About this exercise
Copy, from the entries below, each line where the word "cherry" can be found.

Saved entries:
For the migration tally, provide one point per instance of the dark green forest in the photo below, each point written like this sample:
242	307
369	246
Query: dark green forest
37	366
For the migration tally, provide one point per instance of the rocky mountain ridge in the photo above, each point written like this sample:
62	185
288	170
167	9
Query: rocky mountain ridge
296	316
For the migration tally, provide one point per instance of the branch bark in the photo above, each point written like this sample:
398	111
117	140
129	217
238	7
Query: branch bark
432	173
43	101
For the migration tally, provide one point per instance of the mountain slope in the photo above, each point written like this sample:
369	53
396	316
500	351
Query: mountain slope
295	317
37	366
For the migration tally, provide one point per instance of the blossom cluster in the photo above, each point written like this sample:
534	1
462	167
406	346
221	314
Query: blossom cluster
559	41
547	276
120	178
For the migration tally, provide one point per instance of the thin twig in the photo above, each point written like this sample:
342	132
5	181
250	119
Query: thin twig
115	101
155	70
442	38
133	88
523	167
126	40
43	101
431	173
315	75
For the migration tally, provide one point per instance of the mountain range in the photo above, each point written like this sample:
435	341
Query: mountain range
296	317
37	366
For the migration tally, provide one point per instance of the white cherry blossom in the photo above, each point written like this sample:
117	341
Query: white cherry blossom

Exercise solution
For the migration tally, provide one point per instance of the white cherry blossom in the photo above, each point written like this sample:
Query: white cherry blossom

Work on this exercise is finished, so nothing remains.